Diana Richardson is coming out with a new book: Tantric Love Letters: On Sex & Affairs of the Heart. I have just read a preview copy. The letters are from readers and workshop participants about the practice of "cool sex." Some letters recount its remarkable benefits, yet some of the most enlightening are about its challenges.
Richardson's thoughtful, thorough answers are also included where appropriate, and she doesn't shrink from addressing difficult issues.
Here's a sampling of letter titles:
- Combining tantric sex with conventional sex
- No feeling and a loss of energy
- A lot of anger and disgust comes up
- Pain in the testicles after not ejaculating
- G-spot and female ejaculation
- I have never had an orgasm
- I am missing my ecstasy
Here are some of my favorite excerpts, which offer a taste of the book:
There are two responses in particular that I have heard from people countless times over the years, words that touch me each and every time. Many say that they already ‘intuitively knew’ the information, but they did not trust themselves sufficiently to honor it.
When we understand our sexual selves, we feel more in charge of our lives, more relaxed, more grounded, more centered, more confident.
You start to observe yourself not what is done, but how it is done. And gradually the sex energy is transformed into a meditative energy through this enquiry. It is impossible to drop the conditioning overnight because the patterns are deeply lodged in our psyche and cells....The endeavor and the adventure should be to enter into sex with as much awareness as you can, every time you make love! Not only sometimes. Conventional sex is based more on sensation, and tantric sex more on sensitivity. ...Sensation kills sensitivity, so you will go around in circles.... We are conditioned to be hot and excitement based, so the journey is to transform this pattern slowly, to become cooler and more sensitive. It is only in a cool relaxed environment that the deeper potential of sex can manifest itself in the timeless experiences of bliss and ecstasy.
Tantra is not a set of rules setting out what you can do and can't do, but it's an invitation to do whatever you enjoy, but to do so with heightened awareness. ...My personal journey has been to shift away from goals and expectations, a journey from doing to being. Uncovering the intelligence of the body in the here and now. ...The inner polarity design is...always there, but inaccessible when we are busy doing.
The superficiality in our society around the body and appearance is very sad for humanity. External transient aspects are given emphasis, while the inner eternal qualities are ignored and undervalued....In this sense tantra offers a radical departure point, where one discovers and lives according to inner qualities and values, and especially around body/sex/attraction etc.
Often people get the idea that tantra is a kind of technique that means only stillness and non-movement, but this is incorrect. Tantra is alive and juicy and you will find that movements with awareness are qualitatively different to mechanical ones. Tantra is more interested in awareness and creating love; it is not a special technique.
Each individual who moves into sex in a more conscious way is doing great healing for our beloved Earth.

= = = =

- **YOUR TASK**:
Copy the review starting at "Often people get" and ending at "our beloved Earth.", changing "awareness" to "mindfulness" throughout.

= = = =

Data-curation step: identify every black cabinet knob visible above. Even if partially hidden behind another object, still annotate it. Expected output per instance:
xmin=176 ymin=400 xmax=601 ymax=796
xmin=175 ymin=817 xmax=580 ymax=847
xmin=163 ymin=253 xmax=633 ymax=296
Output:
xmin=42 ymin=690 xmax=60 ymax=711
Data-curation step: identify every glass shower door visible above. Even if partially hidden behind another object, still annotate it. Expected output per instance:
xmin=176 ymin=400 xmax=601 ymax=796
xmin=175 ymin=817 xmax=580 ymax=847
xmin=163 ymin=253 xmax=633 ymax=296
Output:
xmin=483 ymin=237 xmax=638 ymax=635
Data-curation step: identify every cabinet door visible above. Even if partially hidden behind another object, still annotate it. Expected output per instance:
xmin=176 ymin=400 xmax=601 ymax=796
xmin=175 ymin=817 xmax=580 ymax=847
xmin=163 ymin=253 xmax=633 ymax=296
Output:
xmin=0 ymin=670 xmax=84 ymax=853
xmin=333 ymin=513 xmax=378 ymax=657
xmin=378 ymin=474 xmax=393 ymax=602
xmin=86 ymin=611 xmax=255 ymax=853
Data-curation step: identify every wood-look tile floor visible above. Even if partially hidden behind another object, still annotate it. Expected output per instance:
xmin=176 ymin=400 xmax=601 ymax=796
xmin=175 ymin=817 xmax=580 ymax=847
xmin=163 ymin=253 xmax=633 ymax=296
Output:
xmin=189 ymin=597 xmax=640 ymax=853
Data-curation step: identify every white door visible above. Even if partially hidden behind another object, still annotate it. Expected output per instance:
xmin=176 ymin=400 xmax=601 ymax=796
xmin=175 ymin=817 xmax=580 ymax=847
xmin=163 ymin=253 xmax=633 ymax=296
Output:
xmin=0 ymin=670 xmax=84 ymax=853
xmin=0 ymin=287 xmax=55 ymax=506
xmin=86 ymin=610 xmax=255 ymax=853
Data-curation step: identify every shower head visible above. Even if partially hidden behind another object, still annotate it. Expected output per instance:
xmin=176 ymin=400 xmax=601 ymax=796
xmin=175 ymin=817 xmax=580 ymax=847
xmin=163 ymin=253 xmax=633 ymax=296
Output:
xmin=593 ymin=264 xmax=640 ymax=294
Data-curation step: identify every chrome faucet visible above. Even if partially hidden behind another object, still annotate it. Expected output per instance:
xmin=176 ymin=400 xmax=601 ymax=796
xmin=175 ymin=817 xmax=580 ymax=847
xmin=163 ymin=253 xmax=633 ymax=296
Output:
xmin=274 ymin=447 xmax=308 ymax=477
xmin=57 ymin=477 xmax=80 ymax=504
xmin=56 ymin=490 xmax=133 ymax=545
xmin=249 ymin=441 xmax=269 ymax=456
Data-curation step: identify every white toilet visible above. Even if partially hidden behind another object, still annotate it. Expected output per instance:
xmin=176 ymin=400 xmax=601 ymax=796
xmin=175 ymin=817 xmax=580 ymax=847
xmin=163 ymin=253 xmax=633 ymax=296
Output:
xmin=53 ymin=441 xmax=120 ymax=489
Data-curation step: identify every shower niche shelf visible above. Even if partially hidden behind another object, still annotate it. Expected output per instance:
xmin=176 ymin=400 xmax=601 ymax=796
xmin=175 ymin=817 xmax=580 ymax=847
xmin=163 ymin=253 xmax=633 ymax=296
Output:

= = = =

- **YOUR SOLUTION**:
Often people get the idea that tantra is a kind of technique that means only stillness and non-movement, but this is incorrect. Tantra is alive and juicy and you will find that movements with mindfulness are qualitatively different to mechanical ones. Tantra is more interested in mindfulness and creating love; it is not a special technique.
Each individual who moves into sex in a more conscious way is doing great healing for our beloved Earth.